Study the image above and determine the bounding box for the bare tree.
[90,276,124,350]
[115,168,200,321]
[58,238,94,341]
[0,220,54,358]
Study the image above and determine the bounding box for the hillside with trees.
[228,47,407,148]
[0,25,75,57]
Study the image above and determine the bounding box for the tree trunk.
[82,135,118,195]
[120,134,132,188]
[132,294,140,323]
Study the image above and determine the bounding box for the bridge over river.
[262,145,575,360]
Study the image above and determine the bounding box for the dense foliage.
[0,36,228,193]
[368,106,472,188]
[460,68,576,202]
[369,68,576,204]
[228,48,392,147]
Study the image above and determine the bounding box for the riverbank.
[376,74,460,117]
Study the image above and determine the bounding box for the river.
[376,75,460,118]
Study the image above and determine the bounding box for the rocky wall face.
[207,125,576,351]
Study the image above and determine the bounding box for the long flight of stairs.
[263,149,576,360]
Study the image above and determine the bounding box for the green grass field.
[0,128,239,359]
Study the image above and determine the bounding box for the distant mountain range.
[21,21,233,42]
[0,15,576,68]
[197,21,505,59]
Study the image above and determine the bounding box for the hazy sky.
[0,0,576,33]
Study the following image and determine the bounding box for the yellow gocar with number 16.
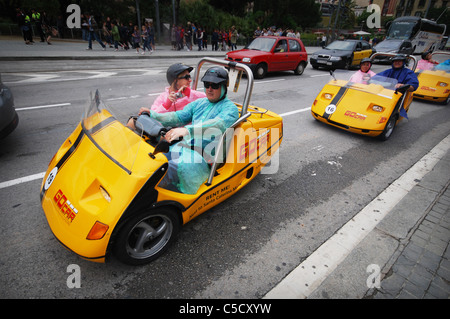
[311,52,417,141]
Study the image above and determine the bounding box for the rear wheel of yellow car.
[378,114,398,141]
[114,208,181,265]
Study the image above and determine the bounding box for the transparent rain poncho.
[151,97,239,194]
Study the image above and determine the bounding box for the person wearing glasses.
[150,67,239,194]
[134,63,206,119]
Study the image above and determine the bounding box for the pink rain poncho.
[151,87,206,113]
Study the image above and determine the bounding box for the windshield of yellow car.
[81,91,143,174]
[326,41,355,51]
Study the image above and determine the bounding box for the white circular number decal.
[44,167,58,190]
[325,104,336,114]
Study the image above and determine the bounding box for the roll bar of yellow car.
[192,58,253,186]
[370,52,417,71]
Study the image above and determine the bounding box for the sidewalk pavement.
[0,36,450,299]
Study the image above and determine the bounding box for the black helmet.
[166,63,194,85]
[422,51,431,60]
[359,58,372,66]
[202,66,228,86]
[391,54,406,62]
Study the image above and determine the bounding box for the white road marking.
[264,135,450,299]
[16,103,71,111]
[0,172,45,189]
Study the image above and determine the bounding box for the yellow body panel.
[311,80,406,136]
[414,70,450,102]
[41,107,283,262]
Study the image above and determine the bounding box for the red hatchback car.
[225,36,308,79]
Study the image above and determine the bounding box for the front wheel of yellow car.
[114,208,181,265]
[378,114,398,141]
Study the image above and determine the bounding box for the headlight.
[372,105,383,112]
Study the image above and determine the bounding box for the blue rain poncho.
[150,97,239,194]
[434,59,450,72]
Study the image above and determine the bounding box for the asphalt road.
[0,59,450,299]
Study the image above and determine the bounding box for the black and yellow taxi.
[309,40,375,69]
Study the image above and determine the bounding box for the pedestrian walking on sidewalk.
[131,25,141,54]
[111,21,120,51]
[85,13,106,50]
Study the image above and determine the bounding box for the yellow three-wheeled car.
[41,58,283,265]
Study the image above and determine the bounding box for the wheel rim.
[126,215,173,259]
[256,65,266,78]
[384,118,395,138]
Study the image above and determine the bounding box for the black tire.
[254,63,267,79]
[378,114,398,141]
[113,208,181,266]
[294,62,305,75]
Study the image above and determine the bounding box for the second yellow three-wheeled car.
[311,53,417,140]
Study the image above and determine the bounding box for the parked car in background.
[225,36,308,79]
[0,75,19,138]
[309,40,375,69]
[372,39,414,63]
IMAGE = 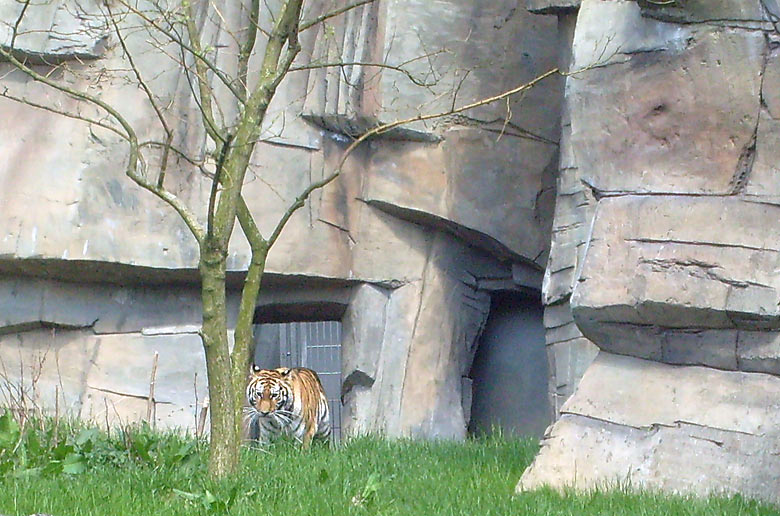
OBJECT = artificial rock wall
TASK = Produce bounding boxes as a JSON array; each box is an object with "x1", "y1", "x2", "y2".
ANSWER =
[
  {"x1": 518, "y1": 0, "x2": 780, "y2": 502},
  {"x1": 0, "y1": 0, "x2": 562, "y2": 437}
]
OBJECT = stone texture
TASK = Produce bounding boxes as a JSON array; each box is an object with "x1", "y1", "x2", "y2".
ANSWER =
[
  {"x1": 342, "y1": 233, "x2": 490, "y2": 438},
  {"x1": 567, "y1": 1, "x2": 765, "y2": 194},
  {"x1": 637, "y1": 0, "x2": 774, "y2": 25},
  {"x1": 0, "y1": 0, "x2": 108, "y2": 64},
  {"x1": 518, "y1": 353, "x2": 780, "y2": 503},
  {"x1": 525, "y1": 0, "x2": 580, "y2": 14},
  {"x1": 532, "y1": 0, "x2": 780, "y2": 503},
  {"x1": 571, "y1": 196, "x2": 780, "y2": 369},
  {"x1": 0, "y1": 0, "x2": 562, "y2": 437}
]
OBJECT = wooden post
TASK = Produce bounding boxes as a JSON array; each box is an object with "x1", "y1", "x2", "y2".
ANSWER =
[{"x1": 146, "y1": 351, "x2": 160, "y2": 428}]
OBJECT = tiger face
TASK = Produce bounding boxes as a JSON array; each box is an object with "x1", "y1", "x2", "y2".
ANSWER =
[{"x1": 246, "y1": 365, "x2": 292, "y2": 417}]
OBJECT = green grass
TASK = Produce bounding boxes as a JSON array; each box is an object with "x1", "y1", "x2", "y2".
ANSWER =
[{"x1": 0, "y1": 418, "x2": 780, "y2": 516}]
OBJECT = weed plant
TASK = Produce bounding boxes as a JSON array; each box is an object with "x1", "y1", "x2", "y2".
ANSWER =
[{"x1": 0, "y1": 412, "x2": 780, "y2": 516}]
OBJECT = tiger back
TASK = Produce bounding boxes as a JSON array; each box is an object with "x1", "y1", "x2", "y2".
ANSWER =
[{"x1": 246, "y1": 365, "x2": 331, "y2": 448}]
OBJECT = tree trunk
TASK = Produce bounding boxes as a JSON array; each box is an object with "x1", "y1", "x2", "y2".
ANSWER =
━━━━━━━━━━━━━━━━
Exercise goal |
Reproduce all of the entries above with every occurrence of "determine" substituted by "identify" and nothing else altered. Omit the pictures.

Complete response |
Study the image above and identify the bounding box for the bare tree.
[90,276,124,350]
[115,168,200,321]
[58,238,94,341]
[0,220,54,358]
Study the image above and identify the bounding box for the hillside with trees.
[228,47,407,148]
[0,25,75,57]
Study the image above and identify the bounding box for the tree trunk.
[82,135,118,195]
[120,134,132,188]
[132,294,140,323]
Study the image above and identify the bounding box for the bridge over river.
[262,145,575,360]
Study the image above and identify the bounding box for the dense foliage.
[0,36,228,193]
[368,106,472,188]
[460,68,576,202]
[369,68,576,204]
[228,48,392,147]
Study the image above and identify the bounding box for the riverbank.
[376,74,460,117]
Study the image above and identify the bounding box for the river.
[376,75,460,118]
Study the image above and identify the bounding box for the rocky wall face.
[207,125,576,351]
Study the image above and identify the bounding box for the long flight of stairs.
[263,149,576,360]
Study the image above and identify the bounding box for the green grass field.
[0,128,239,359]
Study the image above and identify the bounding box for the distant mountain range.
[21,21,233,42]
[0,15,576,68]
[197,21,505,59]
Study the image above and identify the bounding box for the hazy sky.
[0,0,576,33]
Study the following image and identify the bounding box for the yellow gocar with number 16.
[311,52,417,141]
Study the image above and identify the bounding box for the rear wheel of yellow car.
[378,114,398,141]
[114,208,181,265]
Study the image above and identify the bounding box for the transparent rain poncho.
[151,97,239,194]
Study the image above and identify the bounding box for the person wearing glasses.
[150,67,239,194]
[134,63,206,119]
Study the image above and identify the bounding box for the pink rain poncho.
[151,87,206,113]
Study the image above and identify the bounding box for the windshield of yellow car.
[81,91,143,174]
[326,41,355,51]
Study the image above and identify the bounding box for the white circular number decal.
[44,167,58,190]
[325,104,336,114]
Study the image above and identify the bounding box for the roll bar of yellow car.
[192,58,253,186]
[370,52,417,71]
Study the image above and identify the bounding box for the sidewalk pavement.
[0,36,450,299]
Study the image above and identify the bounding box for the black helmet.
[166,63,194,85]
[422,51,431,60]
[359,58,372,66]
[202,66,228,86]
[391,54,406,62]
Study the image above and identify the bounding box for the white road marking.
[264,135,450,299]
[16,103,71,111]
[0,172,45,189]
Study the image above and identify the bounding box for the yellow body panel.
[311,80,406,136]
[414,70,450,102]
[41,107,283,262]
Study the image above and identify the bounding box for the red hatchback car.
[225,36,308,79]
Study the image above and identify the bounding box for the front wheel of yellow car.
[114,208,181,265]
[378,114,398,141]
Study the image above and identify the bounding box for the headlight.
[372,105,383,112]
Study the image above and identify the bounding box for the blue rain poncho.
[150,97,239,194]
[434,59,450,72]
Study the image above and identify the bounding box for the asphalt road.
[0,59,450,299]
Study the image above and identify the bounding box for the black and yellow taxi.
[309,40,375,69]
Study the image above and identify the bounding box for the pedestrian walking on sidewalk.
[131,25,141,54]
[111,21,120,51]
[85,13,106,50]
Study the image above and identify the bounding box for the yellow three-wheeled car.
[41,58,283,265]
Study the image above and identify the bounding box for the wheel rim.
[126,215,173,259]
[256,65,266,78]
[384,118,395,138]
Study the image above and identify the bounding box for the black tire.
[254,63,267,79]
[378,114,398,141]
[113,208,181,266]
[294,62,305,75]
Study the image above and identify the bounding box for the second yellow three-wheeled car.
[311,53,417,140]
Study the image above and identify the bounding box for the parked car in background.
[225,36,308,79]
[0,75,19,138]
[309,40,375,69]
[372,39,414,63]
IMAGE = 
OBJECT = artificial rock wall
TASK = Produce bounding boxes as a JSON array; each box is an object with "x1", "y1", "x2", "y2".
ANSWER =
[
  {"x1": 518, "y1": 0, "x2": 780, "y2": 502},
  {"x1": 0, "y1": 0, "x2": 562, "y2": 437}
]
OBJECT = stone texture
TASK = Produce bounding boxes as a JSON array; each box is an object with "x1", "y1", "x2", "y2".
ANSWER =
[
  {"x1": 342, "y1": 233, "x2": 490, "y2": 438},
  {"x1": 567, "y1": 1, "x2": 765, "y2": 194},
  {"x1": 637, "y1": 0, "x2": 774, "y2": 25},
  {"x1": 0, "y1": 0, "x2": 108, "y2": 64},
  {"x1": 518, "y1": 353, "x2": 780, "y2": 503},
  {"x1": 525, "y1": 0, "x2": 580, "y2": 14},
  {"x1": 532, "y1": 0, "x2": 780, "y2": 503},
  {"x1": 571, "y1": 196, "x2": 780, "y2": 369},
  {"x1": 0, "y1": 0, "x2": 562, "y2": 437}
]
OBJECT = wooden post
TASK = Produce bounding boxes as a JSON array; each box is an object with "x1", "y1", "x2", "y2".
ANSWER =
[{"x1": 146, "y1": 351, "x2": 160, "y2": 428}]
OBJECT = tiger face
TASK = Produce bounding boxes as a JSON array; each box is an object with "x1", "y1", "x2", "y2".
ANSWER =
[{"x1": 246, "y1": 365, "x2": 292, "y2": 417}]
OBJECT = green grass
TASK = Produce bounding boxes as a JSON array; each box is an object with "x1", "y1", "x2", "y2".
ANSWER =
[{"x1": 0, "y1": 418, "x2": 780, "y2": 516}]
OBJECT = weed plant
TASK = Produce bounding boxes as a JSON array; each box is an object with "x1", "y1", "x2", "y2".
ANSWER =
[{"x1": 0, "y1": 412, "x2": 780, "y2": 516}]
OBJECT = tiger back
TASK = Produce bounding boxes as a JSON array; each box is an object with "x1", "y1", "x2", "y2".
ANSWER =
[{"x1": 246, "y1": 365, "x2": 331, "y2": 448}]
OBJECT = tree trunk
TASK = Produce bounding boxes as a JSON array; each box is an object with "x1", "y1", "x2", "y2".
ANSWER =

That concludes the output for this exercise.